Santo Tomás: «igualmente ha de decirse que Cristo padeció por caridad o por obediencia, pues los preceptos de la caridad los cumplió por obediencia, o fue obediente por amor al Padre, que le daba esos preceptos» (STh III,47,2 ad 3m).



-La primacía de la obediencia en la vida espiritual va unida a la primacía de la caridad y de la prudencia. Cada una tiene primacía en su campo propio. De hecho, la reina indiscutible de las virtudes, la caridad, no es virtud si se ejercita contra la prudencia o contra la obediencia: debe sujetarse a ellas en su ejercicio concreto.



Santo Tomás: «Todas las obras de las virtudes no son meritorias ante Dios sino cuando son hechas para obedecerle.Pues si uno padeciera hasta el martirio, o diera a los pobres todos sus bienes, si no lo ordenara al cumplimiento de la voluntad divina, lo cual pertenece directamente a la obediencia, no tendría ningún mérito: sería como si todo eso lo hiciera sin caridad (1Cor 13,1-3). No puede haber caridad sin obediencia» (STh II-II, 104,3).



-Siempre la Iglesia ha considerado la obediencia, con la caridad, la clave de la perfección cristiana. Es la obediencia la que hace espacio a Cristo en el cristiano por la abnegación, por la negación de sí mismo, como antes he recordado, perdiendo por ella su propia vida autónoma. También he recordado cómo, al comienzo de la vida monástica, cuando se va formulando más la doctrina espiritual, el monje, después de haberlo dejado todo, ponía todo su empeño en dejarse también a sí mismo, y para sujetar su voluntad en todo a la voluntad de Dios, se ayudaba por la obediencia a un guía y a una regla de vida.



Santo Tomás: de los tres votos tradicionales, «el voto de obedecer es el principal, porque por el voto de obediencia el hombre ofrece a Dios lo mayor que posee, su misma voluntad, que es más que su propio cuerpo, ofrecido a Dios por la continencia, y que es más que los bienes exteriores, ofrecidos a Dios por la pobreza» (STh II-II,186,8; Papa Juan XXII, bula Quorundam exigit 7-X-1317).



-Todos los grandes maestros de la espiritualidad cristiana, y concretamente los Fundadores de órdenes y congregaciones religiosas, conocieron y reconocieron esta primacía de la obediencia en los caminos de perfección.

Extracto de datos:

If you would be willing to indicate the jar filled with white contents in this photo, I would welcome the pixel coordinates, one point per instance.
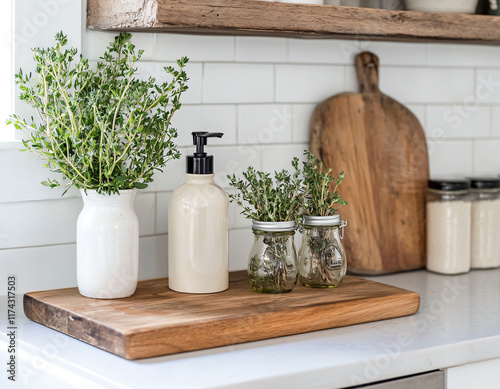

Objetivo:
Enumera los votos tradicionales que nombra el texto sobre la obediencia y señala qué ofrece el hombre a Dios con cada uno. Los datos no hacen falta aquí.

Resultado del ejercicio:
- Obediencia: su misma voluntad.
- Continencia: su propio cuerpo.
- Pobreza: los bienes exteriores.